[START Supplied entries]

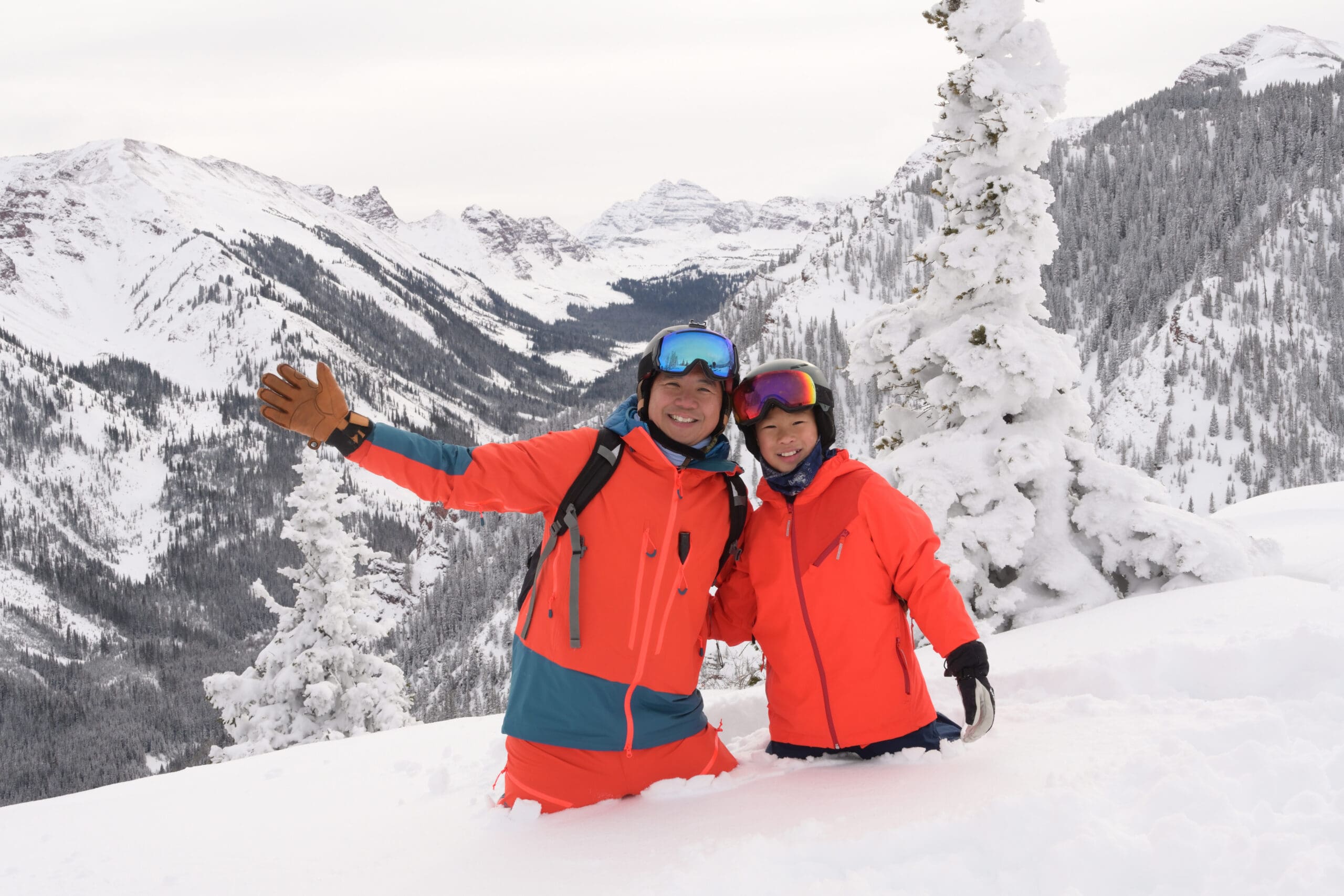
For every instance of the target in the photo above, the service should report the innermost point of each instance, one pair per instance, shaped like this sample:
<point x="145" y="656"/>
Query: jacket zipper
<point x="648" y="625"/>
<point x="648" y="551"/>
<point x="807" y="624"/>
<point x="905" y="669"/>
<point x="836" y="544"/>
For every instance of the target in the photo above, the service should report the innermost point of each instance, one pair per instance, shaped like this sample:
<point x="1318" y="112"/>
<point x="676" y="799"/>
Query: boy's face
<point x="686" y="406"/>
<point x="786" y="437"/>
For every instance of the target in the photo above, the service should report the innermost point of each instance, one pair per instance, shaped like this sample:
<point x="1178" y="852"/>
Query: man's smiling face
<point x="686" y="406"/>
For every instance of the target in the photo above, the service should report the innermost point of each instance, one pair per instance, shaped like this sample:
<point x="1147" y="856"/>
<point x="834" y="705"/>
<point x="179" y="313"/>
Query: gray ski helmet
<point x="823" y="410"/>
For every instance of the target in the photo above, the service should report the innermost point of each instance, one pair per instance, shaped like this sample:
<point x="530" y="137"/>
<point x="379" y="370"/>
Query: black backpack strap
<point x="737" y="520"/>
<point x="597" y="471"/>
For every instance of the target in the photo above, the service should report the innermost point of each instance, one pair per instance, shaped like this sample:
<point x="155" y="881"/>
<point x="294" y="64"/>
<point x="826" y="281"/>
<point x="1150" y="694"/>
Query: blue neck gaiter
<point x="791" y="484"/>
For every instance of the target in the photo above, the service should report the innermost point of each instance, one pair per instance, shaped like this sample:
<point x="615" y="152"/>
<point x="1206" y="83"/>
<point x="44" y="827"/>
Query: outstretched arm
<point x="527" y="476"/>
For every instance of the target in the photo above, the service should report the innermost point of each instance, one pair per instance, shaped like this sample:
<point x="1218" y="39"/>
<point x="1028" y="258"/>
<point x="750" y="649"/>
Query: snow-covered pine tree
<point x="990" y="433"/>
<point x="319" y="678"/>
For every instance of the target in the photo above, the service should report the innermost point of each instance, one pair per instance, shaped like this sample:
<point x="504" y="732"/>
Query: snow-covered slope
<point x="676" y="224"/>
<point x="1199" y="282"/>
<point x="1174" y="743"/>
<point x="1273" y="54"/>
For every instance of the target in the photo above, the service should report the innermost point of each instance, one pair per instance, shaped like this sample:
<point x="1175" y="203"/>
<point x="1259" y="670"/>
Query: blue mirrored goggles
<point x="683" y="350"/>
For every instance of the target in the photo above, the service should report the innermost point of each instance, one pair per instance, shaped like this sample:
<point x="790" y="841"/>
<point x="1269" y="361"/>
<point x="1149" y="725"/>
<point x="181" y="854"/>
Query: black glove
<point x="970" y="664"/>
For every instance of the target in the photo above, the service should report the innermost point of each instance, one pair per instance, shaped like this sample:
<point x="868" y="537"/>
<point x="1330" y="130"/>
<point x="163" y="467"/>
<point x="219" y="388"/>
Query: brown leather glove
<point x="303" y="406"/>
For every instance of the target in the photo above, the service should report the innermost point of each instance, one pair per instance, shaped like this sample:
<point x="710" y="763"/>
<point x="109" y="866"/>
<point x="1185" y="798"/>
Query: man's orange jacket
<point x="652" y="542"/>
<point x="824" y="585"/>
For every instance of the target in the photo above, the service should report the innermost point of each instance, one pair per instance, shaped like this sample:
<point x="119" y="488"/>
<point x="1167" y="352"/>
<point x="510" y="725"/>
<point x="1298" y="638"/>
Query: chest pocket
<point x="834" y="550"/>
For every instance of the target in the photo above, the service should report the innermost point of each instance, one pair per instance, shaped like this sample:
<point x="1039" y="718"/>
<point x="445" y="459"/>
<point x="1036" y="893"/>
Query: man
<point x="611" y="637"/>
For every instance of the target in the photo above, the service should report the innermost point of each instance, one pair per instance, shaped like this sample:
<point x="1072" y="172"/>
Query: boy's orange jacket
<point x="652" y="541"/>
<point x="824" y="585"/>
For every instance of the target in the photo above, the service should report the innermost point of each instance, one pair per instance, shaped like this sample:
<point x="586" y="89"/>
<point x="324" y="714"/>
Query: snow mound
<point x="1186" y="742"/>
<point x="1270" y="56"/>
<point x="1307" y="523"/>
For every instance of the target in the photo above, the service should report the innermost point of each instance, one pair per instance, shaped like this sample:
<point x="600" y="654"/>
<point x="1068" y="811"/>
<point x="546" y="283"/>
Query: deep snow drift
<point x="1172" y="743"/>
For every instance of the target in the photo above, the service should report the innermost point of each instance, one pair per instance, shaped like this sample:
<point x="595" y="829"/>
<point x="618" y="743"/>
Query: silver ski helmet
<point x="790" y="383"/>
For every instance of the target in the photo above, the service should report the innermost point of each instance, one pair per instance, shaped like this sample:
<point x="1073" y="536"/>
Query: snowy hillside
<point x="1191" y="297"/>
<point x="1184" y="742"/>
<point x="1270" y="56"/>
<point x="676" y="224"/>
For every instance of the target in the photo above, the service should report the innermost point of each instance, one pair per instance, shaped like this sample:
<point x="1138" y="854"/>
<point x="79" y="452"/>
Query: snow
<point x="1189" y="742"/>
<point x="25" y="605"/>
<point x="1306" y="523"/>
<point x="581" y="366"/>
<point x="1270" y="56"/>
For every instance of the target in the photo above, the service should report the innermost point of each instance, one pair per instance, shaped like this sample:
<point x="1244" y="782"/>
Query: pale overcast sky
<point x="555" y="108"/>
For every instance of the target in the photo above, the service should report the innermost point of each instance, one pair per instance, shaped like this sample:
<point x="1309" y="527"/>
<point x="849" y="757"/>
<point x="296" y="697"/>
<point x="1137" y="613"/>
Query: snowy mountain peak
<point x="683" y="206"/>
<point x="1273" y="54"/>
<point x="664" y="206"/>
<point x="505" y="236"/>
<point x="370" y="207"/>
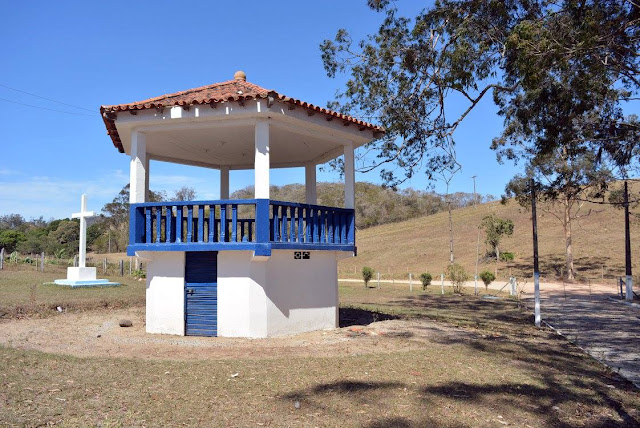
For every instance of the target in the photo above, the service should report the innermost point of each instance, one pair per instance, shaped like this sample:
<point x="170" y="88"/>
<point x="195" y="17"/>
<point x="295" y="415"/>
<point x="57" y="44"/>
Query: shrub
<point x="506" y="256"/>
<point x="458" y="276"/>
<point x="367" y="274"/>
<point x="426" y="280"/>
<point x="487" y="277"/>
<point x="139" y="273"/>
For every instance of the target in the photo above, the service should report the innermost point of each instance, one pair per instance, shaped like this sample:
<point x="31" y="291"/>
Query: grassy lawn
<point x="25" y="292"/>
<point x="507" y="374"/>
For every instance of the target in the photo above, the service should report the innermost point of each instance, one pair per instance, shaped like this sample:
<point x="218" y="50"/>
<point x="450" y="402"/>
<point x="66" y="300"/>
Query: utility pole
<point x="536" y="271"/>
<point x="627" y="244"/>
<point x="475" y="203"/>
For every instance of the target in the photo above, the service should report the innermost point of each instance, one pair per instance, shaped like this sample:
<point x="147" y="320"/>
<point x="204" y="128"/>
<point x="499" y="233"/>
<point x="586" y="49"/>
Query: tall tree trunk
<point x="567" y="238"/>
<point x="450" y="235"/>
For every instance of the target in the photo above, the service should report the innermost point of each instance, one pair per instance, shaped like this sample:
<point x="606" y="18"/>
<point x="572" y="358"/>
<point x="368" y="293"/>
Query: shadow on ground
<point x="356" y="316"/>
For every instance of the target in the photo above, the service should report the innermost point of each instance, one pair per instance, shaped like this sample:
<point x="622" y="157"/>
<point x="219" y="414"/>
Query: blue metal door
<point x="201" y="293"/>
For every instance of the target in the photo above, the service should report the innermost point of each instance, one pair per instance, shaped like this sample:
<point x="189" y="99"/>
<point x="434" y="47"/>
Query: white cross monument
<point x="82" y="275"/>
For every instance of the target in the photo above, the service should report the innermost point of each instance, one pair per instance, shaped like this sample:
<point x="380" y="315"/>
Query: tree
<point x="552" y="67"/>
<point x="563" y="184"/>
<point x="66" y="237"/>
<point x="367" y="274"/>
<point x="425" y="278"/>
<point x="487" y="278"/>
<point x="458" y="276"/>
<point x="184" y="194"/>
<point x="11" y="221"/>
<point x="116" y="233"/>
<point x="496" y="228"/>
<point x="9" y="239"/>
<point x="560" y="73"/>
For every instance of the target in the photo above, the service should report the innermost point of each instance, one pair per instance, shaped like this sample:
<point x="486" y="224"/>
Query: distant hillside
<point x="422" y="244"/>
<point x="375" y="205"/>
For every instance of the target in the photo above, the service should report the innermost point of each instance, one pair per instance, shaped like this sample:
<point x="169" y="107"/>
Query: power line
<point x="46" y="108"/>
<point x="45" y="98"/>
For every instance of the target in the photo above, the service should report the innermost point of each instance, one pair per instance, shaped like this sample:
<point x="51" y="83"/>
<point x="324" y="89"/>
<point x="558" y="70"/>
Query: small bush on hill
<point x="426" y="280"/>
<point x="507" y="256"/>
<point x="458" y="276"/>
<point x="367" y="274"/>
<point x="487" y="277"/>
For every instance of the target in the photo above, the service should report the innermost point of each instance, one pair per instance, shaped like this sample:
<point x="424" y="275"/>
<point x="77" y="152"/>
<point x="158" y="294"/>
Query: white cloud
<point x="57" y="197"/>
<point x="7" y="171"/>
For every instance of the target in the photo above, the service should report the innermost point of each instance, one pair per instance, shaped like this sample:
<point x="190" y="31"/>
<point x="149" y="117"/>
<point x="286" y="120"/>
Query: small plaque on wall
<point x="302" y="255"/>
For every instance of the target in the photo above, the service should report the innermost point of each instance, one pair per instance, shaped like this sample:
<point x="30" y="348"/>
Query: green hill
<point x="422" y="244"/>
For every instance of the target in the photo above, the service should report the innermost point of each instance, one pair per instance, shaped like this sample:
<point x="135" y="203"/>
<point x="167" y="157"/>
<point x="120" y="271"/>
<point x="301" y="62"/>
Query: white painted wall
<point x="278" y="296"/>
<point x="138" y="168"/>
<point x="165" y="292"/>
<point x="302" y="295"/>
<point x="241" y="297"/>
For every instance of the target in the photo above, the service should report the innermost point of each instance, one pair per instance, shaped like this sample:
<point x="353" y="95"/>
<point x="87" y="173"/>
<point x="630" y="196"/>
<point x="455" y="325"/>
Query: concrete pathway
<point x="607" y="330"/>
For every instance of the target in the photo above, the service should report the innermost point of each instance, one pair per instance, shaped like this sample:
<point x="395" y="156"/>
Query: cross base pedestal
<point x="84" y="277"/>
<point x="81" y="274"/>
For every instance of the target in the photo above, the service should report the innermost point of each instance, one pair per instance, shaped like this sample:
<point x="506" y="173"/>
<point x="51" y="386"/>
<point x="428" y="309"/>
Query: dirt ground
<point x="98" y="334"/>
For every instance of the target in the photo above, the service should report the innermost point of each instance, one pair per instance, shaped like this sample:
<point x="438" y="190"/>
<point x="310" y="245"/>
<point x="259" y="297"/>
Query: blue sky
<point x="86" y="54"/>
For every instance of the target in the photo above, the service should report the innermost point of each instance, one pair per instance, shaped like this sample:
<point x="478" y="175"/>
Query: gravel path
<point x="608" y="330"/>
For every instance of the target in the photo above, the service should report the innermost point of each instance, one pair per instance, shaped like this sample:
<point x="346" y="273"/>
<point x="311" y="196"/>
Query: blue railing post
<point x="223" y="223"/>
<point x="136" y="225"/>
<point x="234" y="223"/>
<point x="189" y="223"/>
<point x="158" y="223"/>
<point x="200" y="223"/>
<point x="168" y="224"/>
<point x="276" y="224"/>
<point x="179" y="223"/>
<point x="351" y="227"/>
<point x="147" y="229"/>
<point x="212" y="221"/>
<point x="300" y="214"/>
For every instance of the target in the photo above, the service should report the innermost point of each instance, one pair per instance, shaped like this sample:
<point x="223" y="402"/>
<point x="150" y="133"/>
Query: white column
<point x="261" y="165"/>
<point x="224" y="182"/>
<point x="138" y="168"/>
<point x="311" y="196"/>
<point x="349" y="177"/>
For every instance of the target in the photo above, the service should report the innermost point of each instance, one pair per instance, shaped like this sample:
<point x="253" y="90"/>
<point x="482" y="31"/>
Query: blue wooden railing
<point x="248" y="224"/>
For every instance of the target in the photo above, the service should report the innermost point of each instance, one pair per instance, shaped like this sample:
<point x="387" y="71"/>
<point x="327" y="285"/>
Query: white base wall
<point x="278" y="296"/>
<point x="165" y="292"/>
<point x="256" y="298"/>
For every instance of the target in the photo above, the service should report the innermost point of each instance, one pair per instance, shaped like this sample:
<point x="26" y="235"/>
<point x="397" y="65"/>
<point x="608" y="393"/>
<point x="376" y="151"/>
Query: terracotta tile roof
<point x="232" y="90"/>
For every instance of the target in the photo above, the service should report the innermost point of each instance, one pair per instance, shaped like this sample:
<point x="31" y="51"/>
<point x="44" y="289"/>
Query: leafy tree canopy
<point x="559" y="72"/>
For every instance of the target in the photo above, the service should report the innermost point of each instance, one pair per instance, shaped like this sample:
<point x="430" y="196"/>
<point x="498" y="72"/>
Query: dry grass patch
<point x="498" y="371"/>
<point x="422" y="244"/>
<point x="25" y="292"/>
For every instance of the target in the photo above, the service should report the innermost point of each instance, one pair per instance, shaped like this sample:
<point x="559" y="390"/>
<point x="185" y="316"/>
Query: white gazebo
<point x="247" y="268"/>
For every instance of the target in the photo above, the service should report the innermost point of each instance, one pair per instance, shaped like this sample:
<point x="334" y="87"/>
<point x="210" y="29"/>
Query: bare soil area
<point x="98" y="334"/>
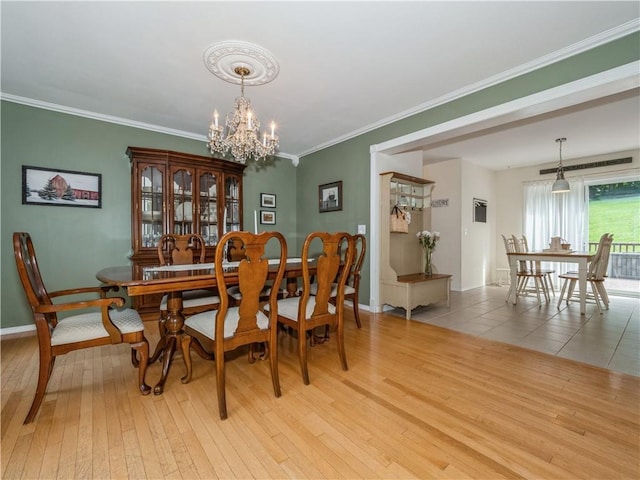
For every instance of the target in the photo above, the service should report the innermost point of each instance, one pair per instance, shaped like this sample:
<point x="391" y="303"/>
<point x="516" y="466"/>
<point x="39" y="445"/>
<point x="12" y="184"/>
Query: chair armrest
<point x="65" y="307"/>
<point x="101" y="290"/>
<point x="103" y="303"/>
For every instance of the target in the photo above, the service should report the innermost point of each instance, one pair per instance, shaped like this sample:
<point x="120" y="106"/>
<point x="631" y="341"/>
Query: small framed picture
<point x="62" y="188"/>
<point x="479" y="210"/>
<point x="330" y="197"/>
<point x="267" y="200"/>
<point x="267" y="217"/>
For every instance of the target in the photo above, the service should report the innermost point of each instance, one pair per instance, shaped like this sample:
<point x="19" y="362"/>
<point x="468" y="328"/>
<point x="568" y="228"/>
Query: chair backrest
<point x="332" y="266"/>
<point x="235" y="250"/>
<point x="251" y="276"/>
<point x="29" y="272"/>
<point x="600" y="262"/>
<point x="596" y="257"/>
<point x="360" y="246"/>
<point x="174" y="249"/>
<point x="509" y="244"/>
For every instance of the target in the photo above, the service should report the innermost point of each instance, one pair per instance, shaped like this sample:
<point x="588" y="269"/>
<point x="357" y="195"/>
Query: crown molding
<point x="567" y="52"/>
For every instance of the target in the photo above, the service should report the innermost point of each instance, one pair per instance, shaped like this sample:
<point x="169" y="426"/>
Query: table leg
<point x="173" y="337"/>
<point x="582" y="284"/>
<point x="512" y="295"/>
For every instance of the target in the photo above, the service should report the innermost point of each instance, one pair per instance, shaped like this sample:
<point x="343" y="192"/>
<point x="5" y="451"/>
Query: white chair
<point x="595" y="277"/>
<point x="522" y="244"/>
<point x="525" y="274"/>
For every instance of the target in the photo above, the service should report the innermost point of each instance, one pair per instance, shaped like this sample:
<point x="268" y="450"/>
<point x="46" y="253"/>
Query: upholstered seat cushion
<point x="288" y="307"/>
<point x="193" y="298"/>
<point x="205" y="322"/>
<point x="348" y="289"/>
<point x="88" y="326"/>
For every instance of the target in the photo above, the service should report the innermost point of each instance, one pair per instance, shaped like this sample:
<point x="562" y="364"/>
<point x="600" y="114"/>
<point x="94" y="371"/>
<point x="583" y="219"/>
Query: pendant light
<point x="560" y="185"/>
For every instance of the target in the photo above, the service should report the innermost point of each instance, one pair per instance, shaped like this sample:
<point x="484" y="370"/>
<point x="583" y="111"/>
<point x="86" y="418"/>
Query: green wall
<point x="74" y="243"/>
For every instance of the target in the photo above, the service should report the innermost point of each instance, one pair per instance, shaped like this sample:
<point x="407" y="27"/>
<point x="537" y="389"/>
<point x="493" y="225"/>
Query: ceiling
<point x="345" y="67"/>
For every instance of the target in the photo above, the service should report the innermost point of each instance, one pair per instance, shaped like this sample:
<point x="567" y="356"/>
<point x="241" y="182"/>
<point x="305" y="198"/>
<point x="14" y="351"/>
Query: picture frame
<point x="479" y="210"/>
<point x="268" y="200"/>
<point x="267" y="217"/>
<point x="330" y="197"/>
<point x="61" y="188"/>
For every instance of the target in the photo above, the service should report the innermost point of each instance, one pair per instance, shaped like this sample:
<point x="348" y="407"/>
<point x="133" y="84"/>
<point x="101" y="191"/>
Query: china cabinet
<point x="403" y="282"/>
<point x="174" y="192"/>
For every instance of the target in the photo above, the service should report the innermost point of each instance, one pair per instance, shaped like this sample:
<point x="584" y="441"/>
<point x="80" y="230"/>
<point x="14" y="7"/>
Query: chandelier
<point x="243" y="138"/>
<point x="560" y="185"/>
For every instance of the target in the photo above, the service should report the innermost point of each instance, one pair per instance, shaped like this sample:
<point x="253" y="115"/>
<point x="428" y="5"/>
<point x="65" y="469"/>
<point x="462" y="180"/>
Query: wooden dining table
<point x="175" y="279"/>
<point x="558" y="256"/>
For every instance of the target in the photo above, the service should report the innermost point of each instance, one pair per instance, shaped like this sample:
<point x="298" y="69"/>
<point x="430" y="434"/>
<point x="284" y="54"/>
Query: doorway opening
<point x="614" y="207"/>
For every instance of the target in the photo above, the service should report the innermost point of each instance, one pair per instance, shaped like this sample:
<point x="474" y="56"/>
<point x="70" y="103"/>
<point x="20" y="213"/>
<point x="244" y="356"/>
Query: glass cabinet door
<point x="208" y="208"/>
<point x="151" y="206"/>
<point x="232" y="204"/>
<point x="182" y="201"/>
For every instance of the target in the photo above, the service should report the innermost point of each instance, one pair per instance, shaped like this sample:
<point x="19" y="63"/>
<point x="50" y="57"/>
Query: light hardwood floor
<point x="418" y="401"/>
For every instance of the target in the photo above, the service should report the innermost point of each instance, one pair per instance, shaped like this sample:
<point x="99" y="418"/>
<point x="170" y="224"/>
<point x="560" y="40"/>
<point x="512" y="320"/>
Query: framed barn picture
<point x="61" y="188"/>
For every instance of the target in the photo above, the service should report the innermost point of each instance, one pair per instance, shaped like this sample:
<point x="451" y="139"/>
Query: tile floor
<point x="610" y="340"/>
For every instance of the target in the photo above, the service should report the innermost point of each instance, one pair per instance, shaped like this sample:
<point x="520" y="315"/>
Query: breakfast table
<point x="582" y="259"/>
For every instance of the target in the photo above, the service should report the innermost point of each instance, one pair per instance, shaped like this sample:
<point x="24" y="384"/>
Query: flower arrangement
<point x="428" y="241"/>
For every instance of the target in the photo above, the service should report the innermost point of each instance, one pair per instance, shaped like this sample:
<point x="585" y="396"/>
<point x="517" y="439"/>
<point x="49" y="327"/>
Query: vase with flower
<point x="428" y="240"/>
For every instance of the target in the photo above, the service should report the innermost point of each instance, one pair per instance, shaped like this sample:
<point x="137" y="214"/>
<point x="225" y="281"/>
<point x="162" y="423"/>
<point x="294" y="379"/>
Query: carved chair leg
<point x="44" y="373"/>
<point x="272" y="349"/>
<point x="222" y="398"/>
<point x="134" y="358"/>
<point x="142" y="348"/>
<point x="160" y="347"/>
<point x="302" y="354"/>
<point x="340" y="340"/>
<point x="356" y="310"/>
<point x="186" y="353"/>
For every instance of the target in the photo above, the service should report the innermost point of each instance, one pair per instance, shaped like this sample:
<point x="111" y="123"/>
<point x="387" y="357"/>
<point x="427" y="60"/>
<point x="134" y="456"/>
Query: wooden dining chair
<point x="352" y="287"/>
<point x="99" y="321"/>
<point x="249" y="323"/>
<point x="596" y="274"/>
<point x="307" y="312"/>
<point x="524" y="274"/>
<point x="174" y="249"/>
<point x="235" y="253"/>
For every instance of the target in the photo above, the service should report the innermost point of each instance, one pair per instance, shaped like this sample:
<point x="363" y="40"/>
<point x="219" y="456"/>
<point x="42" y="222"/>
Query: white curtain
<point x="549" y="214"/>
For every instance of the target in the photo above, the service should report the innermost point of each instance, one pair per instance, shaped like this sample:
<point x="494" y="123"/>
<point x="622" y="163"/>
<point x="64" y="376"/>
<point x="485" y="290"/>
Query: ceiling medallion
<point x="223" y="58"/>
<point x="244" y="64"/>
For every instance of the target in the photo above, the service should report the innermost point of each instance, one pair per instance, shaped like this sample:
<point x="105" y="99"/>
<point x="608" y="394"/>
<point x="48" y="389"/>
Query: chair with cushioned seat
<point x="306" y="312"/>
<point x="233" y="326"/>
<point x="97" y="323"/>
<point x="596" y="274"/>
<point x="235" y="253"/>
<point x="352" y="287"/>
<point x="174" y="249"/>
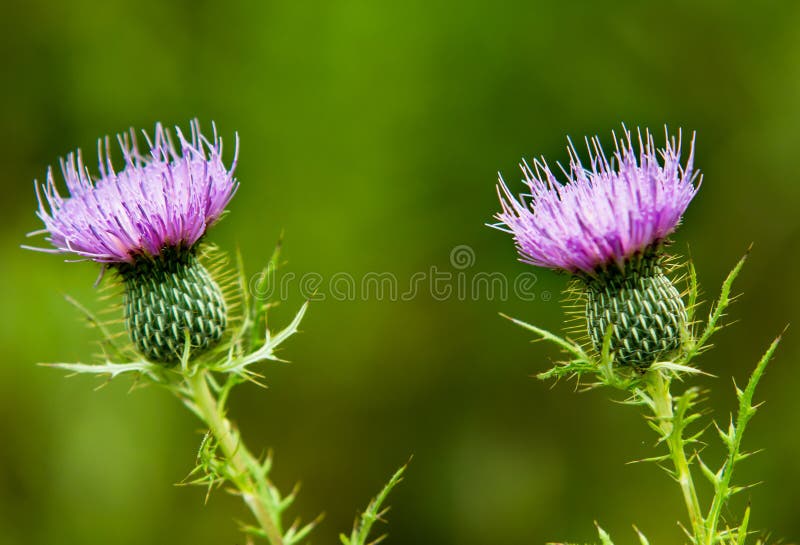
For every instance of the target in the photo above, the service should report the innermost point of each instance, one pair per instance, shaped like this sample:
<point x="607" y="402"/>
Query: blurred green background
<point x="371" y="132"/>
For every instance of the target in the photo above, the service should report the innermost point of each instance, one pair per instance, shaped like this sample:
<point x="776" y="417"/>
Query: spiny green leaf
<point x="373" y="512"/>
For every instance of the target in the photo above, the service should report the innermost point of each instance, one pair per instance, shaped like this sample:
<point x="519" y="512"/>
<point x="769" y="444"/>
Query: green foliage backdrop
<point x="371" y="133"/>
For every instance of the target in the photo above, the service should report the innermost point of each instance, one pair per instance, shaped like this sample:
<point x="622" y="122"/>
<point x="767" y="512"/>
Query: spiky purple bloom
<point x="603" y="215"/>
<point x="144" y="222"/>
<point x="166" y="199"/>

[END Supplied entries]

Find every line above that contains the word "with", and copy each of those lines out.

Query: vase with flower
Query: chair with cushioned seat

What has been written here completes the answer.